==== TEXTO DA PÁGINA ====

Os ancestrais, em sua condição post-mortem, têm seu status moral elevado e por isto não são passíveis de serem acometidos por infortúnios, mas devido à sua mais alta moralidade, sentem-se mais escandalizados pelas más ações dos vivos do que os anciãos da família. A conduta errada pode assumir três formas básicas: desrespeitar a lei moral, desrespeitar os regulamentos civis ou os costumes e tabus da comunidade e deixar de cuidar bem dos assuntos familiares.

A segunda forma de honrar os ancestrais é de ordem menos geral e, portanto, mais particular: um membro falecido da família pode ter deixado para seu sucessor um projeto incompleto, junto com os recursos adequados para sua conclusão, completá-lo significaria honrar os ancestrais; um membro falecido deixou algumas dívidas a serem pagas, essa poderia ser uma oportunidade de defender sua honra; esse membro pode ter deixado dependentes a serem cuidados ou instruções específicas podem ter sido dadas antes da morte para que certas coisas sejam feitas. Uma vez que essas questões dizem respeito a obrigações bem definidas, seu descumprimento pode provocar punição do ancestral, que em geral assume a forma de doenças inexplicáveis, como teria observado também Jung (2013ª) em sua viagem ao continente africano.

====

DETALHES DO PROBLEMA — Como fica o trecho do texto sobre os ancestrais que vai de "A segunda forma" a "ao continente africano." se você atualizar "dívidas" para "pendências"?

==== DADOS EM ANÁLISE ====

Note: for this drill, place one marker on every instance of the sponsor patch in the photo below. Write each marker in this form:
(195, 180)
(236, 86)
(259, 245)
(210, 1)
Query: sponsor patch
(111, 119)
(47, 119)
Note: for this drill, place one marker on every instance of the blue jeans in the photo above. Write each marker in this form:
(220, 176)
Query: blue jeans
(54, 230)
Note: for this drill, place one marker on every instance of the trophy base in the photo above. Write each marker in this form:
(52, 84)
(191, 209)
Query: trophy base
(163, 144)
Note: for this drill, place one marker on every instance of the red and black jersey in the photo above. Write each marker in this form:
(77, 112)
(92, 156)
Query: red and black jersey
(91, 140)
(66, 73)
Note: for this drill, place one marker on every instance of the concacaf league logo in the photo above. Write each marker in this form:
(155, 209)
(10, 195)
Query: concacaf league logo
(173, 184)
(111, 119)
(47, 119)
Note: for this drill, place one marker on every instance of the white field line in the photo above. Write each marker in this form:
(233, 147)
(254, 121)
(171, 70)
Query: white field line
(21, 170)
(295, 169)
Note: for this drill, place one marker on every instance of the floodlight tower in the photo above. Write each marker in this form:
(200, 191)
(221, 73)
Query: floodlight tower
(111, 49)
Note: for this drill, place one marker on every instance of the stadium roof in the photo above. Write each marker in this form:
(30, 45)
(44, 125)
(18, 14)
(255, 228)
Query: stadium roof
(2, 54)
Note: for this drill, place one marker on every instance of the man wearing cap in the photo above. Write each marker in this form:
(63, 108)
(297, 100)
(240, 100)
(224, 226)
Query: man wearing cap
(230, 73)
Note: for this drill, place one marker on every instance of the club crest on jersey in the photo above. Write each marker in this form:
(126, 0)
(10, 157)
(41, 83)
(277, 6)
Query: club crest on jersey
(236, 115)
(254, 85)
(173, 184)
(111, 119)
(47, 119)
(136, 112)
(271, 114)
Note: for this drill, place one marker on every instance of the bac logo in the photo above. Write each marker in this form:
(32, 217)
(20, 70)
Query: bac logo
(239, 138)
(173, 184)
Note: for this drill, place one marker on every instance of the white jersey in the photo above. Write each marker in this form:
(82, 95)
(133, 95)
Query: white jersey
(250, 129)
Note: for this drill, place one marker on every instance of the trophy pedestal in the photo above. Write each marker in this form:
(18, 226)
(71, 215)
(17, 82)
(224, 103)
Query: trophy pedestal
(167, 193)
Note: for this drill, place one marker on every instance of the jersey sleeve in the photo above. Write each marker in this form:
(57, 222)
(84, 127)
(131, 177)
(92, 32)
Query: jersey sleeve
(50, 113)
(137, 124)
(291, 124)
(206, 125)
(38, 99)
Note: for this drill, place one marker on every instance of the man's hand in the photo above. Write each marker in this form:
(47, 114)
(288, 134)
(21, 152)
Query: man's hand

====

SOLUÇÃO DA TAREFA —
A segunda forma de honrar os ancestrais é de ordem menos geral e, portanto, mais particular: um membro falecido da família pode ter deixado para seu sucessor um projeto incompleto, junto com os recursos adequados para sua conclusão, completá-lo significaria honrar os ancestrais; um membro falecido deixou algumas pendências a serem pagas, essa poderia ser uma oportunidade de defender sua honra; esse membro pode ter deixado dependentes a serem cuidados ou instruções específicas podem ter sido dadas antes da morte para que certas coisas sejam feitas. Uma vez que essas questões dizem respeito a obrigações bem definidas, seu descumprimento pode provocar punição do ancestral, que em geral assume a forma de doenças inexplicáveis, como teria observado também Jung (2013ª) em sua viagem ao continente africano.